> _What the exercise asks_
Render the lines of the material below as a JSON list of strings, one string per line with blank lines omitted, starting at the line that contains "the white fluted" and ending at the line that contains "[0,0,300,300]", both lines included.

>> Begin Records to process

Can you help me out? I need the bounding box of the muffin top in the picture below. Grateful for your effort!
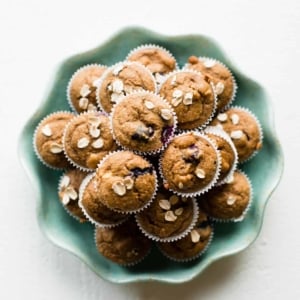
[211,107,262,162]
[79,173,128,226]
[33,112,74,169]
[161,132,220,195]
[63,111,117,170]
[205,126,238,184]
[199,171,251,221]
[159,70,216,129]
[67,64,107,113]
[58,169,87,222]
[186,56,236,111]
[97,62,156,113]
[95,220,152,265]
[126,45,176,79]
[137,188,198,241]
[158,210,213,261]
[111,92,176,153]
[95,151,156,213]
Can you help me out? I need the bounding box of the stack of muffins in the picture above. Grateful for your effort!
[33,45,262,266]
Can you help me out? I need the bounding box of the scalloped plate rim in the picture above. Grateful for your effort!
[18,27,284,284]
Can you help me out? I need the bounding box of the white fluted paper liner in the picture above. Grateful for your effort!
[78,172,128,228]
[125,44,179,82]
[66,64,107,113]
[183,56,238,112]
[158,131,221,197]
[217,106,264,164]
[96,150,158,214]
[135,198,199,243]
[207,169,253,223]
[109,91,178,156]
[62,111,112,172]
[156,224,214,263]
[32,111,75,171]
[57,172,86,222]
[204,126,238,185]
[94,226,152,268]
[96,61,157,113]
[158,69,218,132]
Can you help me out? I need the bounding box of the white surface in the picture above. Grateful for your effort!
[0,0,300,300]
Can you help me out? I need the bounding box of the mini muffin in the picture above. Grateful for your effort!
[33,112,74,169]
[58,169,87,222]
[126,45,177,83]
[67,64,107,113]
[79,173,128,227]
[185,56,237,111]
[160,132,220,196]
[95,219,152,266]
[95,151,157,213]
[158,210,213,262]
[159,70,216,130]
[63,111,117,170]
[136,189,198,242]
[111,92,176,153]
[199,171,252,221]
[96,62,156,113]
[205,126,238,184]
[211,107,262,162]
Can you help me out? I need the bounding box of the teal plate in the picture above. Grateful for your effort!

>> End Records to process

> _Completed task_
[
  "Can you help me out? I need the bounding box of the white fluted paper liner in the picture above. Grateful for your effort!",
  "[78,172,128,228]",
  "[125,44,179,82]",
  "[66,64,107,113]",
  "[183,56,238,112]",
  "[158,131,221,197]",
  "[217,106,264,164]",
  "[96,150,158,214]",
  "[135,198,199,243]",
  "[207,169,253,223]",
  "[109,91,178,156]",
  "[62,111,112,172]",
  "[156,224,214,263]",
  "[32,111,75,171]",
  "[57,172,86,222]",
  "[204,126,238,185]",
  "[94,226,152,268]",
  "[96,61,157,113]",
  "[158,69,218,132]",
  "Can you help me out? I need the bounding box of the white surface in the picture above. Grateful for your effort!",
  "[0,0,300,300]"
]